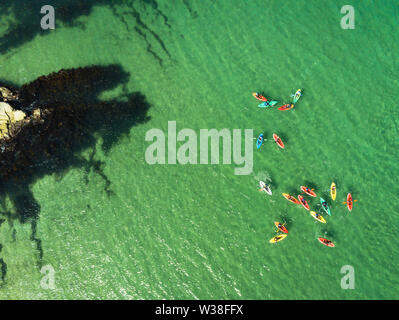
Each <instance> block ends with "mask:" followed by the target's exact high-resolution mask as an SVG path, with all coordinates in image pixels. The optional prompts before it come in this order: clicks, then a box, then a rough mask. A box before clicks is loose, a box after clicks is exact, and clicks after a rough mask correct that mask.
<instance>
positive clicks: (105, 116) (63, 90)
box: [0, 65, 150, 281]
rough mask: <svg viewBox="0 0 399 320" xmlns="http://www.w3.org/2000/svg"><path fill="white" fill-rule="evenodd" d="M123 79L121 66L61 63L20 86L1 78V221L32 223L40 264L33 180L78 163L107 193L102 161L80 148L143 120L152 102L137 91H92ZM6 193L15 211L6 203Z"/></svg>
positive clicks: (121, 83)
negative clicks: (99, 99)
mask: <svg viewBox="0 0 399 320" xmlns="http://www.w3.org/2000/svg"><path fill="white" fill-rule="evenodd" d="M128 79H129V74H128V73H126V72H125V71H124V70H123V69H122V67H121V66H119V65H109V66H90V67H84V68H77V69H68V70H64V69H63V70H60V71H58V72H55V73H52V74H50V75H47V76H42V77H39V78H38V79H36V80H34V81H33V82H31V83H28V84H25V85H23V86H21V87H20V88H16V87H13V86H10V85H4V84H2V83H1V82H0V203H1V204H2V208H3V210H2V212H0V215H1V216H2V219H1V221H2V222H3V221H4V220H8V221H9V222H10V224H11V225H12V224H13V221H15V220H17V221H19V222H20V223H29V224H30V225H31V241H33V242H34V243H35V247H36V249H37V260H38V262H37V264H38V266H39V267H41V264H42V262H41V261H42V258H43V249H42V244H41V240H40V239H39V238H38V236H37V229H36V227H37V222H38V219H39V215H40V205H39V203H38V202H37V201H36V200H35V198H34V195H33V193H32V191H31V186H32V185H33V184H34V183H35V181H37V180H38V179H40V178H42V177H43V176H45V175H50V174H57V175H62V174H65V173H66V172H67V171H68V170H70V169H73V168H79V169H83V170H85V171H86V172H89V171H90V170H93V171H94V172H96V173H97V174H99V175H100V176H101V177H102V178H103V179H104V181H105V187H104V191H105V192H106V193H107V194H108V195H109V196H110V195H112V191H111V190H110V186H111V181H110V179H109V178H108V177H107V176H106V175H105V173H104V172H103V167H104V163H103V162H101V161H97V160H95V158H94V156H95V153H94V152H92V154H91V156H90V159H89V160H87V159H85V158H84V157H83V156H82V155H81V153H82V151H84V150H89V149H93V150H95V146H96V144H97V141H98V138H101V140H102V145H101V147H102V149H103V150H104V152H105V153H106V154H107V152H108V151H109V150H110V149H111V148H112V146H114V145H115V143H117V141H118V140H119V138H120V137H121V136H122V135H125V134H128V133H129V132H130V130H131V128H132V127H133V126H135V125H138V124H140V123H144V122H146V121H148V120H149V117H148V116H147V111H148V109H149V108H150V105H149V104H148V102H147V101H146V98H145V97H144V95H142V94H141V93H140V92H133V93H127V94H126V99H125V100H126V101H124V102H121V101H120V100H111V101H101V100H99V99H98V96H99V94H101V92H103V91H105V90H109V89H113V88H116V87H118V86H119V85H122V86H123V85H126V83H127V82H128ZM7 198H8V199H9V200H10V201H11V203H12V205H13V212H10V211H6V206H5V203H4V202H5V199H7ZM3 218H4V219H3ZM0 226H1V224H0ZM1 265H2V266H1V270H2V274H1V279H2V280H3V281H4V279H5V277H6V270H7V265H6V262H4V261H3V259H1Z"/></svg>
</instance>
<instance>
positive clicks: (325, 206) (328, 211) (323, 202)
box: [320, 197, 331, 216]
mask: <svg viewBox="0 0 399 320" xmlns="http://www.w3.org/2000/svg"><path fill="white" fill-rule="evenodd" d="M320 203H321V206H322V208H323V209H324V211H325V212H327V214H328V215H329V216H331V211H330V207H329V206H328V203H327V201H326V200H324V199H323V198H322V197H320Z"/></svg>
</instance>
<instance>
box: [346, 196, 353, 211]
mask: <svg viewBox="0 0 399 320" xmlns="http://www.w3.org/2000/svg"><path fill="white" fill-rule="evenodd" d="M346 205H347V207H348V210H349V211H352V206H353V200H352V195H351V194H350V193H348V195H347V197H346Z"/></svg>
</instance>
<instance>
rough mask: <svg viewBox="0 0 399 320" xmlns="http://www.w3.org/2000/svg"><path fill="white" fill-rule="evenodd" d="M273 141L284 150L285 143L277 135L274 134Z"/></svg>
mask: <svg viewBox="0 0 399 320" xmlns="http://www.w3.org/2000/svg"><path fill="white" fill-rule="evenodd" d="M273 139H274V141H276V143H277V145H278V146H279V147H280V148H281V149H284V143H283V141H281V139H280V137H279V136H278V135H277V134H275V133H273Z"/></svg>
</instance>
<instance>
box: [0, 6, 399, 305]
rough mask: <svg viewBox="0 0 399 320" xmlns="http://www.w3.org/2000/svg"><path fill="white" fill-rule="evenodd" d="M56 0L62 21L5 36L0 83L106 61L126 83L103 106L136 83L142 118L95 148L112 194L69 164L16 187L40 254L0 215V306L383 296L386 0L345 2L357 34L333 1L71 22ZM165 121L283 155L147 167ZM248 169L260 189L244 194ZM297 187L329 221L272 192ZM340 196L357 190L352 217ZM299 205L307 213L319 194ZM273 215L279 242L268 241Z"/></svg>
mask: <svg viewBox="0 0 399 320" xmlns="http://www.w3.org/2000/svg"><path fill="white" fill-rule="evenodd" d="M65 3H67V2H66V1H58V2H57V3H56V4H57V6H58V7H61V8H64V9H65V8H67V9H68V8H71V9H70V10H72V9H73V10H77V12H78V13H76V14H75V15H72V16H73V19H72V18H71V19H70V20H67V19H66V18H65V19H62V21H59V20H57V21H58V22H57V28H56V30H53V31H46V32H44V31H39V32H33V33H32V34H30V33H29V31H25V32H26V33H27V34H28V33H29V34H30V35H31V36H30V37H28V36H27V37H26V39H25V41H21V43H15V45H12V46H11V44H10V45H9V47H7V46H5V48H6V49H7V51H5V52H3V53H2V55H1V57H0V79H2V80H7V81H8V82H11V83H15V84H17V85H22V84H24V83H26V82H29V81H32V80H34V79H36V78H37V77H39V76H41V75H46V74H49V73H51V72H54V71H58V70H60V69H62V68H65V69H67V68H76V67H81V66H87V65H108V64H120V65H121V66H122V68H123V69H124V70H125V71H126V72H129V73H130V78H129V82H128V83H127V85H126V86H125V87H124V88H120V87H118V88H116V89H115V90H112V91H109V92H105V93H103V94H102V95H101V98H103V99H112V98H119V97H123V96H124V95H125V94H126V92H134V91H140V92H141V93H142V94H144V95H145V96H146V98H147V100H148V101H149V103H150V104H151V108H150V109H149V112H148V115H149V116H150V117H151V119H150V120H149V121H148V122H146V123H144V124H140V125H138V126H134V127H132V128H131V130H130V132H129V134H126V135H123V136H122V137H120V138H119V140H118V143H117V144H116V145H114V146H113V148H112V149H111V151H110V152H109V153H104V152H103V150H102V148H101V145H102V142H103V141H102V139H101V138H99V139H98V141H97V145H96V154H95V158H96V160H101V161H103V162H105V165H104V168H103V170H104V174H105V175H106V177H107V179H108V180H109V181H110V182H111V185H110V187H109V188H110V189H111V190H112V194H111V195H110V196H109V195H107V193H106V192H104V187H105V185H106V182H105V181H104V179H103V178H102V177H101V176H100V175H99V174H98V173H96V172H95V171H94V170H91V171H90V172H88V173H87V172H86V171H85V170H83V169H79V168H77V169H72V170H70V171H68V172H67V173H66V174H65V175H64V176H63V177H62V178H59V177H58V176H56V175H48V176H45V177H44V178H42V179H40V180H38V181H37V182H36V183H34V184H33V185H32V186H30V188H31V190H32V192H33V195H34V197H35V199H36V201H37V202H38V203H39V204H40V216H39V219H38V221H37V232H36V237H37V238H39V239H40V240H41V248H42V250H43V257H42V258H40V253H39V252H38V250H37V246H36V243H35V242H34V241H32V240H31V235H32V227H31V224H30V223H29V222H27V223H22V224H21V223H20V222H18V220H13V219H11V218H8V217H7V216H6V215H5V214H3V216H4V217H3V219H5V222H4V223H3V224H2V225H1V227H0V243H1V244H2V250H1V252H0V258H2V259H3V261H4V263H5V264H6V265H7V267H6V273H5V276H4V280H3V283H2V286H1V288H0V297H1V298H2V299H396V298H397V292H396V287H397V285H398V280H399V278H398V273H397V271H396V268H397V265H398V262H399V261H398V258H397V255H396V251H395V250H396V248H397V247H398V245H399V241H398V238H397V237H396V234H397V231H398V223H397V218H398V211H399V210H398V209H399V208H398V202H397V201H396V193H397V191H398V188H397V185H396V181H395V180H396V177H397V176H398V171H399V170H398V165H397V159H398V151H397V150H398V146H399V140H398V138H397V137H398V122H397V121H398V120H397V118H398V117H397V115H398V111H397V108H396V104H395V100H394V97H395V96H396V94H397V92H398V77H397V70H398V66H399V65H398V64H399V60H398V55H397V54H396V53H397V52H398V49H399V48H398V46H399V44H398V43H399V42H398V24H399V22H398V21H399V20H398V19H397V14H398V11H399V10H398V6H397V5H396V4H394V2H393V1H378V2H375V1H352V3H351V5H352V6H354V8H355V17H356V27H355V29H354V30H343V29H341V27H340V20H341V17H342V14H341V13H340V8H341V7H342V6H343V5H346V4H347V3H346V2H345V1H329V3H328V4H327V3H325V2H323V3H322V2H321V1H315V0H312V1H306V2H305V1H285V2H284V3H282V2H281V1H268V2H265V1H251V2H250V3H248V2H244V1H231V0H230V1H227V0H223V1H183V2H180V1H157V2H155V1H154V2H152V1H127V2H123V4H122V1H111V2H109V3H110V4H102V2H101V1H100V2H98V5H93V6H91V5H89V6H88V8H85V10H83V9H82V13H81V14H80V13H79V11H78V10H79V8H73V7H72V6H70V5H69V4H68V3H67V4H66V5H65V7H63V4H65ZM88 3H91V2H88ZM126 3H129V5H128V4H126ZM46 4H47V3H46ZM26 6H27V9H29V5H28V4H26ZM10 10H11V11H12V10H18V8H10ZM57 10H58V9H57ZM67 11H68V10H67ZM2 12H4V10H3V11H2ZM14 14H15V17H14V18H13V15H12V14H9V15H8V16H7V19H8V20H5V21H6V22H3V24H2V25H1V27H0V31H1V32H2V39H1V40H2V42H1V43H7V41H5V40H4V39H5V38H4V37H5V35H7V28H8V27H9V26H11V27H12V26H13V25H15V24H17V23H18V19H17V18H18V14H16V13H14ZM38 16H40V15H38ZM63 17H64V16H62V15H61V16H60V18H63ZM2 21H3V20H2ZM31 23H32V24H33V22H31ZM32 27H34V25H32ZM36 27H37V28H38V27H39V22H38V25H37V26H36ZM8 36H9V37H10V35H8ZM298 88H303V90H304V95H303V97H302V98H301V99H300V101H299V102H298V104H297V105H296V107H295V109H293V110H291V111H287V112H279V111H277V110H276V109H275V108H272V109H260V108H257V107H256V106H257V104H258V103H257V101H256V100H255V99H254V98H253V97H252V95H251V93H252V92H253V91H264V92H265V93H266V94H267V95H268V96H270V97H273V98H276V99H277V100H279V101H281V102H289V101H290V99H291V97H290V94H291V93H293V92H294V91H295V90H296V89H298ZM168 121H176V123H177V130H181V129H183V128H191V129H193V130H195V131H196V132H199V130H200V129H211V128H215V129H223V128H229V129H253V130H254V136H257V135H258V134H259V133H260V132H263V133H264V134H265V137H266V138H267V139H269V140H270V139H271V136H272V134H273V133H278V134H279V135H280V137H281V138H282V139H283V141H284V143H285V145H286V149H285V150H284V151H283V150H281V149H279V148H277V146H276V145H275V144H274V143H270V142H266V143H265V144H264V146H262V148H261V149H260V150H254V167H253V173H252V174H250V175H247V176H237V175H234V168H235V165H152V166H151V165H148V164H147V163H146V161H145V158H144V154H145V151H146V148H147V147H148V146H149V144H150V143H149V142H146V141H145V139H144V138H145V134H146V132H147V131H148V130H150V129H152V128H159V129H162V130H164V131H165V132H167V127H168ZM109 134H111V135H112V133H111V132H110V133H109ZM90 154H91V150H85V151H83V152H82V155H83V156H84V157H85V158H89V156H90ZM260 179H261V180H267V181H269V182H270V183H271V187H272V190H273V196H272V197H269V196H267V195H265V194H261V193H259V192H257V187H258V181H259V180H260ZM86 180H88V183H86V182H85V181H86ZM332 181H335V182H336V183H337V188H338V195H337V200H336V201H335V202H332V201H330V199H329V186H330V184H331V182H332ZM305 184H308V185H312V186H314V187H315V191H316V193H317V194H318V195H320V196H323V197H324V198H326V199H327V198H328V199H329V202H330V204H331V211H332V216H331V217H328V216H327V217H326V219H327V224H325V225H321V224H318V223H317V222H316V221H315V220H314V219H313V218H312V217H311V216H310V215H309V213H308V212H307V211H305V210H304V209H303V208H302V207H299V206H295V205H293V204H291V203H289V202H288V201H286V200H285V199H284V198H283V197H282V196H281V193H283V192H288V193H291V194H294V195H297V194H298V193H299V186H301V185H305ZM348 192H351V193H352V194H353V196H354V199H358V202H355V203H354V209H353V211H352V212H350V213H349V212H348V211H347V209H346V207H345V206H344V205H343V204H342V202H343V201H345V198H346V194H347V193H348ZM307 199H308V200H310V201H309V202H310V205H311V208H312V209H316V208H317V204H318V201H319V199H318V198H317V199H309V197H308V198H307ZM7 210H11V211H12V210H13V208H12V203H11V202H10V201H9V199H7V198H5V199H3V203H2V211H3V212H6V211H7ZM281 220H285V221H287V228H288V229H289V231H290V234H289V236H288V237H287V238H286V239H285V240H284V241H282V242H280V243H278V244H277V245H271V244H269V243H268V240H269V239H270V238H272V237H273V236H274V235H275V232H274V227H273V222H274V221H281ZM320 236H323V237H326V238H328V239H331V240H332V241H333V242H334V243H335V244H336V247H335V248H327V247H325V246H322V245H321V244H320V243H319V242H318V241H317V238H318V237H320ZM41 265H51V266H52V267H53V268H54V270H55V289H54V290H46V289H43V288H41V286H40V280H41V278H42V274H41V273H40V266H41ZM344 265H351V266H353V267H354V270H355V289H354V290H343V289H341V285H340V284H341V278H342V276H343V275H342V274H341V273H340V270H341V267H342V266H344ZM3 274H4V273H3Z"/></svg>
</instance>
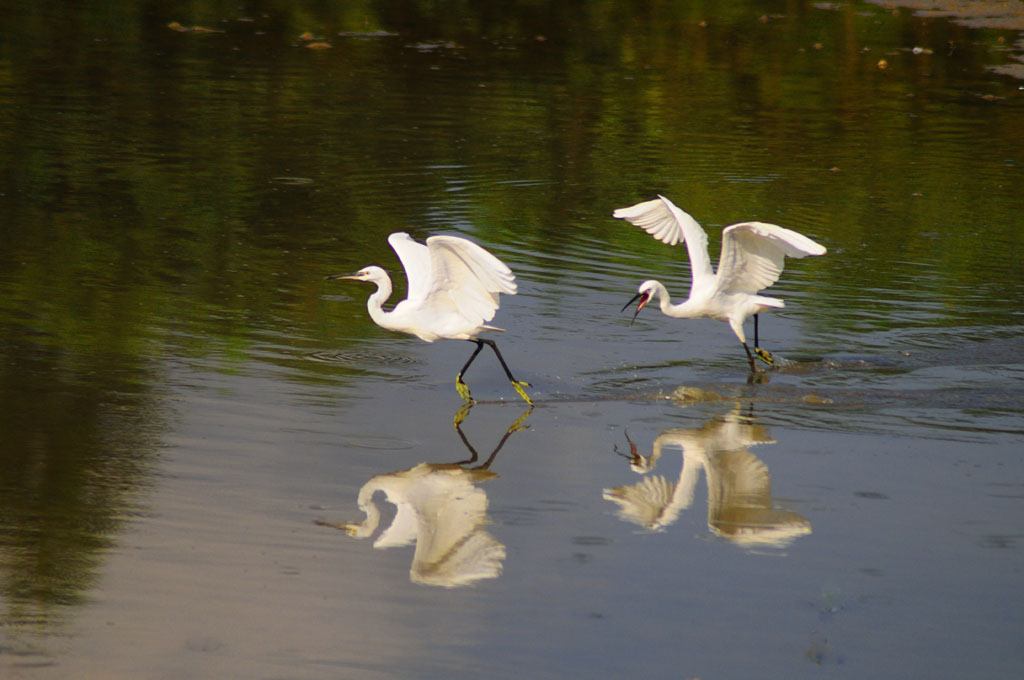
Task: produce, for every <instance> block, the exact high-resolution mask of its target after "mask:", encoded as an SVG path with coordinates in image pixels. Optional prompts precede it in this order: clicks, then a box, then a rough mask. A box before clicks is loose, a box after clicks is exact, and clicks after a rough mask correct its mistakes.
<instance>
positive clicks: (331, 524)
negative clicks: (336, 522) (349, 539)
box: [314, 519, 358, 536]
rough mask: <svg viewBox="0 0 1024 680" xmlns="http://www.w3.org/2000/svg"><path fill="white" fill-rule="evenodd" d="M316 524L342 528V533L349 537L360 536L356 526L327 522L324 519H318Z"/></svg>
════════
To do:
Print the lines of the records verbatim, starting at the line that contains "79L121 66L61 63L20" and ending at the line that contains "positive clicks: (121, 83)".

Result of the task:
rough mask: <svg viewBox="0 0 399 320" xmlns="http://www.w3.org/2000/svg"><path fill="white" fill-rule="evenodd" d="M123 79L121 66L61 63L20 86L1 78V221L32 223L40 264L33 180L78 163L107 193L102 161L80 148L143 120L152 102L137 91H92ZM6 193L15 211L6 203Z"/></svg>
positive clicks: (121, 83)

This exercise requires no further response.